Task objective => Scan the entries for lines with the word "below", then copy those lines.

Collected data:
Start of Block

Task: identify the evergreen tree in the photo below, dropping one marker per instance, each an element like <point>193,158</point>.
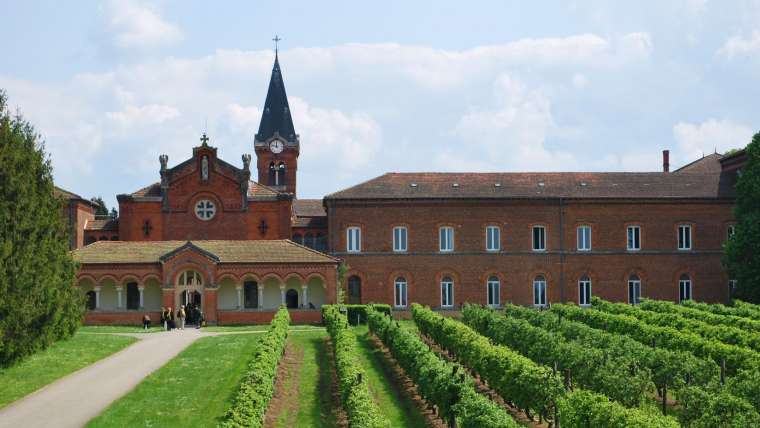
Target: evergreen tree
<point>742,258</point>
<point>38,301</point>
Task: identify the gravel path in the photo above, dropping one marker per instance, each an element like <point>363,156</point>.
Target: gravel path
<point>75,399</point>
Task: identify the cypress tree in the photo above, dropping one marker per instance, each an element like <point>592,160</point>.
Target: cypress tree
<point>38,301</point>
<point>742,251</point>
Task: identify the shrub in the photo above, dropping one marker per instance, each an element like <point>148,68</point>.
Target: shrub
<point>250,403</point>
<point>357,401</point>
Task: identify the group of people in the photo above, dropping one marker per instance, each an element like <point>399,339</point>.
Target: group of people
<point>191,314</point>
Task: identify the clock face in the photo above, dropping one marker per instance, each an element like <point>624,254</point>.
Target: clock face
<point>276,146</point>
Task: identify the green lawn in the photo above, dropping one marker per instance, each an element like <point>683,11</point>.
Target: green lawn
<point>192,390</point>
<point>313,405</point>
<point>58,360</point>
<point>118,329</point>
<point>397,408</point>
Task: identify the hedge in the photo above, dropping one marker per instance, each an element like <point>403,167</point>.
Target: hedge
<point>257,387</point>
<point>361,408</point>
<point>441,383</point>
<point>357,314</point>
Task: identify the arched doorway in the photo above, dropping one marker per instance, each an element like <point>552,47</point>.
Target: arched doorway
<point>291,299</point>
<point>354,290</point>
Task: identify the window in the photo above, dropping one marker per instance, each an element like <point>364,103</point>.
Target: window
<point>91,300</point>
<point>634,290</point>
<point>446,239</point>
<point>492,288</point>
<point>447,292</point>
<point>190,277</point>
<point>399,294</point>
<point>320,242</point>
<point>684,288</point>
<point>133,296</point>
<point>584,238</point>
<point>354,290</point>
<point>399,239</point>
<point>539,238</point>
<point>493,238</point>
<point>250,294</point>
<point>539,291</point>
<point>584,291</point>
<point>205,209</point>
<point>684,237</point>
<point>353,239</point>
<point>634,238</point>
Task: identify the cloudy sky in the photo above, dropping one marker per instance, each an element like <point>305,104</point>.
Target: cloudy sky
<point>387,86</point>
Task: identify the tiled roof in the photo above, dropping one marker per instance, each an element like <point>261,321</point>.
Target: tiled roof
<point>255,191</point>
<point>107,224</point>
<point>310,222</point>
<point>707,164</point>
<point>154,190</point>
<point>540,186</point>
<point>65,194</point>
<point>308,208</point>
<point>265,251</point>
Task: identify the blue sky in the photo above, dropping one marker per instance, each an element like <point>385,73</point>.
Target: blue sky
<point>383,86</point>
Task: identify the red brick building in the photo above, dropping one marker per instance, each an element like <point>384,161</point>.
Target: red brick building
<point>206,234</point>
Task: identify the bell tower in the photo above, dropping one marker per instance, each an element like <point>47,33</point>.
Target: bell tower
<point>276,144</point>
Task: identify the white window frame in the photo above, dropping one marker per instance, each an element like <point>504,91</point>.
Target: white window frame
<point>636,285</point>
<point>684,288</point>
<point>400,290</point>
<point>494,283</point>
<point>633,242</point>
<point>353,239</point>
<point>400,232</point>
<point>684,237</point>
<point>542,247</point>
<point>445,239</point>
<point>584,291</point>
<point>493,238</point>
<point>539,285</point>
<point>583,239</point>
<point>447,292</point>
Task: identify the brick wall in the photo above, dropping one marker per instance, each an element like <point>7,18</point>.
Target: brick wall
<point>659,263</point>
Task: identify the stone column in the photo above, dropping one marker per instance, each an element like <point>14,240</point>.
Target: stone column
<point>118,297</point>
<point>239,289</point>
<point>97,297</point>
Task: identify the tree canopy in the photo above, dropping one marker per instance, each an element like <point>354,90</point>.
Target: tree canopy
<point>742,258</point>
<point>38,301</point>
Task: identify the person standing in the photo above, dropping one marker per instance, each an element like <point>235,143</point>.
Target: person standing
<point>181,317</point>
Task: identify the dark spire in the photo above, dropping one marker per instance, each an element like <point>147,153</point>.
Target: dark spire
<point>276,115</point>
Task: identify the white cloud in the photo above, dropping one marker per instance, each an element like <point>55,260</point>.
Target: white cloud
<point>149,115</point>
<point>694,140</point>
<point>137,25</point>
<point>511,137</point>
<point>738,45</point>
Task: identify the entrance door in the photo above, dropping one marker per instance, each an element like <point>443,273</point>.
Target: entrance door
<point>354,290</point>
<point>291,299</point>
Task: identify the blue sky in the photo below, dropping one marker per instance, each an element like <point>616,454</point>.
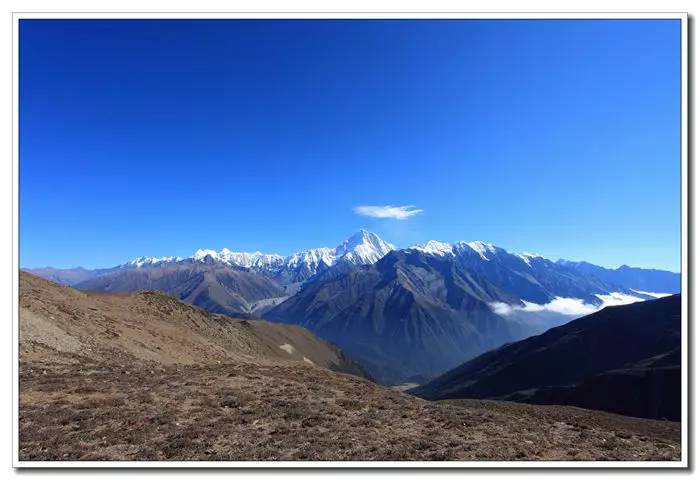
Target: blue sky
<point>161,137</point>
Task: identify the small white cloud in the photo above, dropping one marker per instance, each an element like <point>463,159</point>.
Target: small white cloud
<point>387,211</point>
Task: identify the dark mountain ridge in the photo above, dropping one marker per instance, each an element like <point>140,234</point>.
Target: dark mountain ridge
<point>624,359</point>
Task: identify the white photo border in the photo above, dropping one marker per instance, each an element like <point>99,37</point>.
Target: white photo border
<point>481,464</point>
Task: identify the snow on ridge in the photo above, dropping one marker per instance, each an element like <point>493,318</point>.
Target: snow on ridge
<point>434,247</point>
<point>482,248</point>
<point>139,262</point>
<point>652,294</point>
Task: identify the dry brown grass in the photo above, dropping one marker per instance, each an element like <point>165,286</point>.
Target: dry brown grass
<point>253,412</point>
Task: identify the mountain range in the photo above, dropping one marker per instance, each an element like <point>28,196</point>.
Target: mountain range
<point>624,359</point>
<point>407,315</point>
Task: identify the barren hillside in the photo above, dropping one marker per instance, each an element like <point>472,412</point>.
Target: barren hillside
<point>145,377</point>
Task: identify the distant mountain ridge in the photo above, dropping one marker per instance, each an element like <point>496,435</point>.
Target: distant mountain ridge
<point>640,279</point>
<point>409,314</point>
<point>422,310</point>
<point>624,359</point>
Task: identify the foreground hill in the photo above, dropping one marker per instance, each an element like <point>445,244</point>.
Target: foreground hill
<point>60,324</point>
<point>623,359</point>
<point>146,377</point>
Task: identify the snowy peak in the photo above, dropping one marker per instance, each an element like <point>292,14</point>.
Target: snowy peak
<point>311,258</point>
<point>485,251</point>
<point>239,259</point>
<point>139,262</point>
<point>363,248</point>
<point>433,247</point>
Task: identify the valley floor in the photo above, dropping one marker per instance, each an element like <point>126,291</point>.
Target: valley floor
<point>246,411</point>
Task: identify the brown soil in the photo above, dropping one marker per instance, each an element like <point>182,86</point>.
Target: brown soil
<point>124,382</point>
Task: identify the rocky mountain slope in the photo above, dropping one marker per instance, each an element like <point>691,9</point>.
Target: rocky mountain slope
<point>124,376</point>
<point>60,324</point>
<point>419,312</point>
<point>640,279</point>
<point>624,359</point>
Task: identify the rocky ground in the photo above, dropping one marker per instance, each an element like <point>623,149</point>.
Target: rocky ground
<point>145,377</point>
<point>253,412</point>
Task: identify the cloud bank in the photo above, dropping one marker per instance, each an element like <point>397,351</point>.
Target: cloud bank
<point>387,211</point>
<point>566,306</point>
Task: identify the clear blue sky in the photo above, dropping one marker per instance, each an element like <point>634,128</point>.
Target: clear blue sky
<point>161,137</point>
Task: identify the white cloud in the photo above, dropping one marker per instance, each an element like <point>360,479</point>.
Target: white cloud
<point>652,294</point>
<point>566,306</point>
<point>387,211</point>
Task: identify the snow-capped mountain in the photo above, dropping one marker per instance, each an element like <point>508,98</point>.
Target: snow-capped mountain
<point>362,248</point>
<point>139,262</point>
<point>486,251</point>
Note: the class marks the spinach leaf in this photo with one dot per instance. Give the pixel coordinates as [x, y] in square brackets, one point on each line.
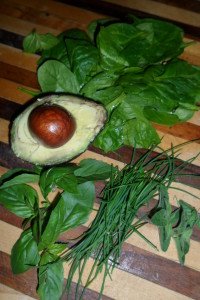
[61, 177]
[50, 279]
[58, 52]
[83, 58]
[111, 137]
[20, 199]
[35, 42]
[54, 76]
[156, 41]
[71, 211]
[24, 254]
[111, 40]
[141, 133]
[116, 63]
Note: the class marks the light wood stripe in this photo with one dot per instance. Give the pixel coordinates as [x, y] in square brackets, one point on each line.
[10, 90]
[161, 10]
[4, 127]
[123, 284]
[188, 151]
[18, 58]
[23, 27]
[11, 294]
[78, 16]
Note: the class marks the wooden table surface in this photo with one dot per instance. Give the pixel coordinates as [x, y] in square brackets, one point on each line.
[143, 273]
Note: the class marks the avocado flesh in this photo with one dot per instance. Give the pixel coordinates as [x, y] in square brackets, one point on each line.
[90, 118]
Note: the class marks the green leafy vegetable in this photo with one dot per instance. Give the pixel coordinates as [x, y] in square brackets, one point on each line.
[71, 211]
[50, 280]
[25, 254]
[125, 192]
[133, 63]
[35, 42]
[20, 199]
[38, 245]
[60, 78]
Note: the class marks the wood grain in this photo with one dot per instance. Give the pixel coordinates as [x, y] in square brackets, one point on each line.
[143, 273]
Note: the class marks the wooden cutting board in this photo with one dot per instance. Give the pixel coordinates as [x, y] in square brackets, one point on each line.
[144, 273]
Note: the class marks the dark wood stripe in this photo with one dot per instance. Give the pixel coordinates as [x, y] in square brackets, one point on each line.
[187, 131]
[192, 5]
[18, 75]
[26, 282]
[141, 263]
[8, 109]
[121, 12]
[11, 39]
[159, 270]
[9, 160]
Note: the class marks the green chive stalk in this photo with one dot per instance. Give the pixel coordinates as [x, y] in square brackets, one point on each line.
[126, 192]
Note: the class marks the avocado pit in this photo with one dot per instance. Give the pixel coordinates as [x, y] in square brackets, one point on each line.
[51, 125]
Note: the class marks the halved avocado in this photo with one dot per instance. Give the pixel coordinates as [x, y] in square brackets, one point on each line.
[89, 116]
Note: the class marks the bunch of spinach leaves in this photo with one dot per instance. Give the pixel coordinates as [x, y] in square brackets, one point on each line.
[132, 68]
[38, 245]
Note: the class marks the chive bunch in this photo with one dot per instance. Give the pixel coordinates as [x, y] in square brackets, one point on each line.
[126, 192]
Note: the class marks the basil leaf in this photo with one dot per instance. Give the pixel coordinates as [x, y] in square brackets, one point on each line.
[61, 177]
[51, 254]
[54, 76]
[93, 169]
[50, 279]
[71, 211]
[35, 42]
[24, 254]
[21, 178]
[20, 199]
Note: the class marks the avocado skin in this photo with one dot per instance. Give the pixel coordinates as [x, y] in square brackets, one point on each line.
[90, 118]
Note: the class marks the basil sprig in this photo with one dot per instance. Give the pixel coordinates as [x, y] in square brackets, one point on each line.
[38, 245]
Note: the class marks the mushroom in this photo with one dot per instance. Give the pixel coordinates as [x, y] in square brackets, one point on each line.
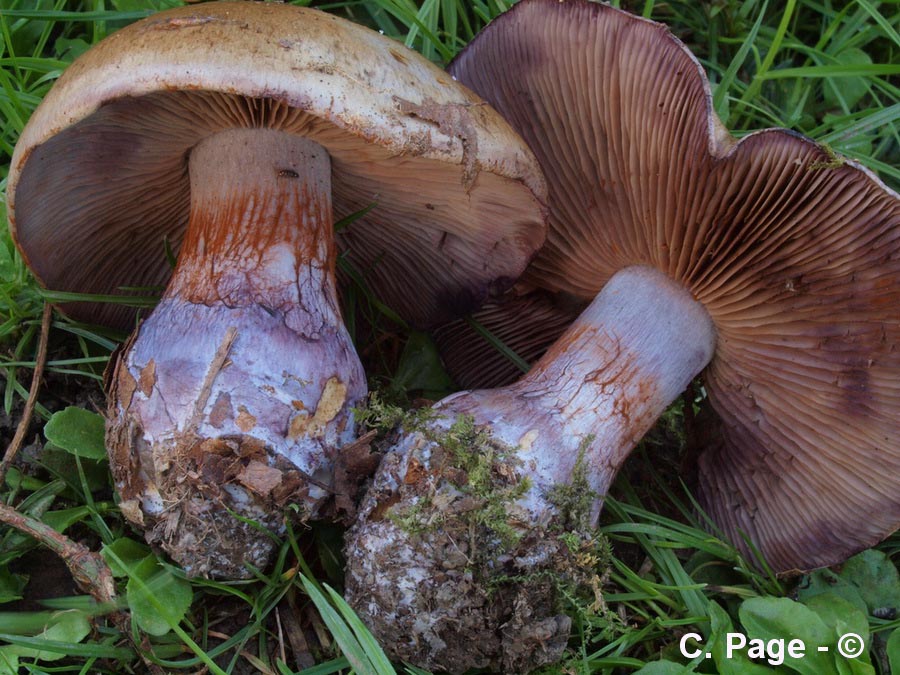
[767, 265]
[231, 131]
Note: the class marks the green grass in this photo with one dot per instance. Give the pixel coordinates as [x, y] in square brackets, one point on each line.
[828, 70]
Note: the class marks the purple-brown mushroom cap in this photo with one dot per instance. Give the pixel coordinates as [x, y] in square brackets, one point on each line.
[794, 253]
[98, 182]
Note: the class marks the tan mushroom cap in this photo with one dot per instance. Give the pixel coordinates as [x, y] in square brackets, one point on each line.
[794, 253]
[99, 176]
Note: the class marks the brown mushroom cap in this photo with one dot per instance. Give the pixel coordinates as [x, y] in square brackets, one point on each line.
[99, 177]
[794, 253]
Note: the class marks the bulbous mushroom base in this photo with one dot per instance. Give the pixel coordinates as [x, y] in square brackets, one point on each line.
[451, 572]
[210, 429]
[234, 396]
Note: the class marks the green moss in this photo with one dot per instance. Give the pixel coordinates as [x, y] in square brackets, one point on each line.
[575, 500]
[471, 460]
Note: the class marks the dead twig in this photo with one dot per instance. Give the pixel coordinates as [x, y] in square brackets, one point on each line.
[39, 363]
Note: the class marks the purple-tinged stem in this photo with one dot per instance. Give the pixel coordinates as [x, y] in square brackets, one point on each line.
[429, 589]
[237, 391]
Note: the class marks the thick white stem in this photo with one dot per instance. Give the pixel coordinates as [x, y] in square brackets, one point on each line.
[430, 571]
[604, 383]
[238, 390]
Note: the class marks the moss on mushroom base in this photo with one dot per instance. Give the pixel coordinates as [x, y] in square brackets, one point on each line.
[450, 568]
[572, 419]
[237, 392]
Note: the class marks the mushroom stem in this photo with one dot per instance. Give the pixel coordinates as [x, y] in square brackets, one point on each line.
[237, 391]
[602, 385]
[448, 599]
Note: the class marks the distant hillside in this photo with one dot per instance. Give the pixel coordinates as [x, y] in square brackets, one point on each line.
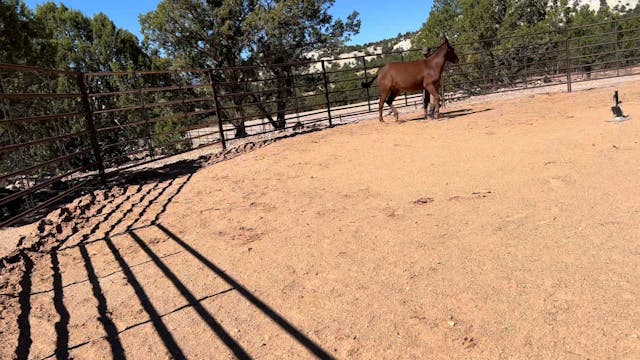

End of Block

Exercise response =>
Task: identify the evergreen tree in the photo below, dropping one marker per instance, each an element like <point>193,158</point>.
Task: identify the blue sky in the photo below, dropping one marker per instance, each an element like <point>616,454</point>.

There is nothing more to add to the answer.